▶ _PASSAGE TO READ_:
<<<<

Look at Lee Harvey Oswald. He perfectly fits the profile of a typical political assassin: a misfit, loner, and a life’s loser, whose unstable personal and work life offend his overblown sense of self-importance. But Oswald was not just a misfit and a loser, he was a Marxist misfit and a loser; a soldier who defected to the Soviet Union and then returned to the United States with his Russian bride to continue fringe political involvement (including shooting up the house of a prominent “right-wing” general). If he was born a few decades later, Oswald could today be an Islamic convert turned an ISIS terrorist – or another Chelsea Manning, leaking top military secrets to all and sundry.

And yet – this communist tool (I’m using the word here more in a pejorative rather than a conspiratorial sense) has now been made a part of a gigantic right-wing death machine. According to this narrative, Oswald didn’t shoot JFK because he (Oswald, not JFK) was a radical and a f-wit, but probably didn’t even shoot at all, being a convenient patsy for the crypto-fascists and war-mongers within the US government’s security-military-industrial complex.

Lee Harvey Oswald did not fit the narrative where only the right are the bad guys and all the red gets carefully white-washed. It took decades to entrench this narrative in the case of the JFK assassination; today it takes days, if not hours, for the latest scandal or outrage de jour. But the end is always the same: everything is the right’s fault, and even when the left does something unsavoury, they either did not do it, or if it is reluctantly acknowledged they did, the right-wing devil made them do it.

>>>>

▶ _YOUR GOAL_:
Copy the passage about Lee Harvey Oswald from "Look at Lee" down to "all and sundry.", putting "outcast" wherever "misfit" appears.

▶ _PROVIDED DATA_:
<<<<

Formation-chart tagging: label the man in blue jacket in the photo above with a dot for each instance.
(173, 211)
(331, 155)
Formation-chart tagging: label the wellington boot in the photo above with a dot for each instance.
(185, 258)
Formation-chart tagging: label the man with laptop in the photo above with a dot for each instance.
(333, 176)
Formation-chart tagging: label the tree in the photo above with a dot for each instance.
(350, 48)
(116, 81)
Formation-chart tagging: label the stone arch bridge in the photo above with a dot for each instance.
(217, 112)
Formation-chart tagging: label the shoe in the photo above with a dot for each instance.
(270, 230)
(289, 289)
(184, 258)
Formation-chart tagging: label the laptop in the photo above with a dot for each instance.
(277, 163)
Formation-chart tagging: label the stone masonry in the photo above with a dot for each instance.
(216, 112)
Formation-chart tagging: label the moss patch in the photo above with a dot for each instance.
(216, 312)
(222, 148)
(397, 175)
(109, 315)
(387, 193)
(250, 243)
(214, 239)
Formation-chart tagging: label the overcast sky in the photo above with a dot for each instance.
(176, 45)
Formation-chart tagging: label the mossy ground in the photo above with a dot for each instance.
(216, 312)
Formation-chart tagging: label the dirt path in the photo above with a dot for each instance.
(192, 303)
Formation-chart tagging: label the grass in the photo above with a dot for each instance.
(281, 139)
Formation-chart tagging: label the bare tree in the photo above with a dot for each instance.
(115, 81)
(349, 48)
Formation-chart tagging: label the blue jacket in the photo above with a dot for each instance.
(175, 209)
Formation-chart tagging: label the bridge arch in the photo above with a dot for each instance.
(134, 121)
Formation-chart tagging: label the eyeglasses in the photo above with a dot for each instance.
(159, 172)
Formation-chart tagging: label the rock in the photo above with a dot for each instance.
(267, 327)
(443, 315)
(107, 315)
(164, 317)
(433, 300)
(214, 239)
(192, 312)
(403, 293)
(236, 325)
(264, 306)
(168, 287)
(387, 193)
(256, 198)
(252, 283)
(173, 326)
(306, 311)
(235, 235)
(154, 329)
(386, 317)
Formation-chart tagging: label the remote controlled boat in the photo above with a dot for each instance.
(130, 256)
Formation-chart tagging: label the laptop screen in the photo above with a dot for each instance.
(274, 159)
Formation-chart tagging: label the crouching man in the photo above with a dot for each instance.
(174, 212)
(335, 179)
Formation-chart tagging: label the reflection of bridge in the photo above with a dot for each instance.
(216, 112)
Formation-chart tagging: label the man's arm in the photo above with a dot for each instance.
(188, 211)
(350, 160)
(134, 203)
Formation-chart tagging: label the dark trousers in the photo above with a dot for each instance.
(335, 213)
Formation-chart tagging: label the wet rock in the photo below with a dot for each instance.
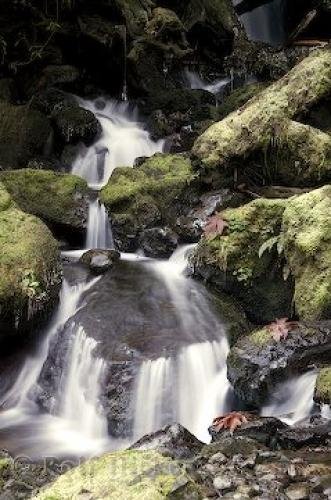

>>>>

▶ _ANSWER SPACE_:
Look at Lee Harvey Oswald. He perfectly fits the profile of a typical political assassin: a outcast, loner, and a life’s loser, whose unstable personal and work life offend his overblown sense of self-importance. But Oswald was not just a outcast and a loser, he was a Marxist outcast and a loser; a soldier who defected to the Soviet Union and then returned to the United States with his Russian bride to continue fringe political involvement (including shooting up the house of a prominent “right-wing” general). If he was born a few decades later, Oswald could today be an Islamic convert turned an ISIS terrorist – or another Chelsea Manning, leaking top military secrets to all and sundry.